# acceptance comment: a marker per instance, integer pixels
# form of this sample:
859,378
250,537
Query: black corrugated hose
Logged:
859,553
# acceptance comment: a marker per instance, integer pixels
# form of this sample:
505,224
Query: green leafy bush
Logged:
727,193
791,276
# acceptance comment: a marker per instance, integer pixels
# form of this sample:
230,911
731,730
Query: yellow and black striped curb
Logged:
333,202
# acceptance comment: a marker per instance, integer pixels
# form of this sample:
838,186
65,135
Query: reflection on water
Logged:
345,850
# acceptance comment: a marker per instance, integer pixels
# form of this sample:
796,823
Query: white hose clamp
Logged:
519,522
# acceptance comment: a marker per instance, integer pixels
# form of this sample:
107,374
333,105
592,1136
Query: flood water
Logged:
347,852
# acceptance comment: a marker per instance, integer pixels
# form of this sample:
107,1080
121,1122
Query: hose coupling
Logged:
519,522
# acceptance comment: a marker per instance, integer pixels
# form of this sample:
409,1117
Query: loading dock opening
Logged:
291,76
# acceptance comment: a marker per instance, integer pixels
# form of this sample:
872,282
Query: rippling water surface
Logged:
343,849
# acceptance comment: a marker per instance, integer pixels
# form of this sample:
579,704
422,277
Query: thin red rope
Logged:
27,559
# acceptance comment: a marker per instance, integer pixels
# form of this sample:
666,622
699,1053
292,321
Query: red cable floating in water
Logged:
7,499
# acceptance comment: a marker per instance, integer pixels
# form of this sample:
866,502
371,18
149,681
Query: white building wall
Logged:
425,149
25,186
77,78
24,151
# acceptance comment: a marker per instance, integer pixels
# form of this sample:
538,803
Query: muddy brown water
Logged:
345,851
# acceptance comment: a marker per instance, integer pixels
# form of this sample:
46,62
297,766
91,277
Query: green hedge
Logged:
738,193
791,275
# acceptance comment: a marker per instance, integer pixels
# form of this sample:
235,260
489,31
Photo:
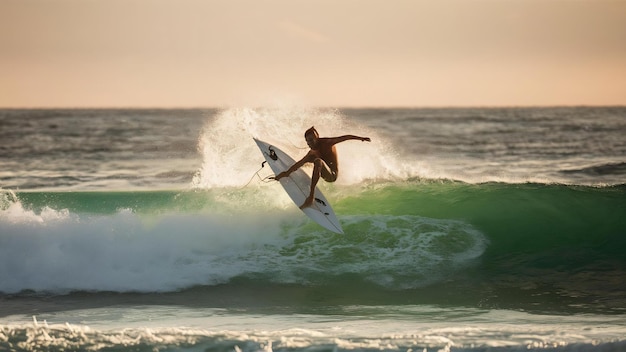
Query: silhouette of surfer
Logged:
323,155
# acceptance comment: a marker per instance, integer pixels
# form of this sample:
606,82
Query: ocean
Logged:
466,229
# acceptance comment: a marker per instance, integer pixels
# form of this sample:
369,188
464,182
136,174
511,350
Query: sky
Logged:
328,53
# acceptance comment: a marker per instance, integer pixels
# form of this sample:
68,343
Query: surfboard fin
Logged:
320,201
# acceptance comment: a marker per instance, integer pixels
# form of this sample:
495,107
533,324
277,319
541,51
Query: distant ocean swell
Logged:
414,240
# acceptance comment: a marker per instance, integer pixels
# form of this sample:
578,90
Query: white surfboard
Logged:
298,185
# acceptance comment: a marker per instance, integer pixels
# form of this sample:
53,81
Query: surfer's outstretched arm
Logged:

- [Your objective]
Scan the data above for the string "water". Copy every line in which it appears.

- [Task solution]
Query: reflection on water
Query: flood water
Query: rippling water surface
Query: red cable floating in water
Query: muddy brown water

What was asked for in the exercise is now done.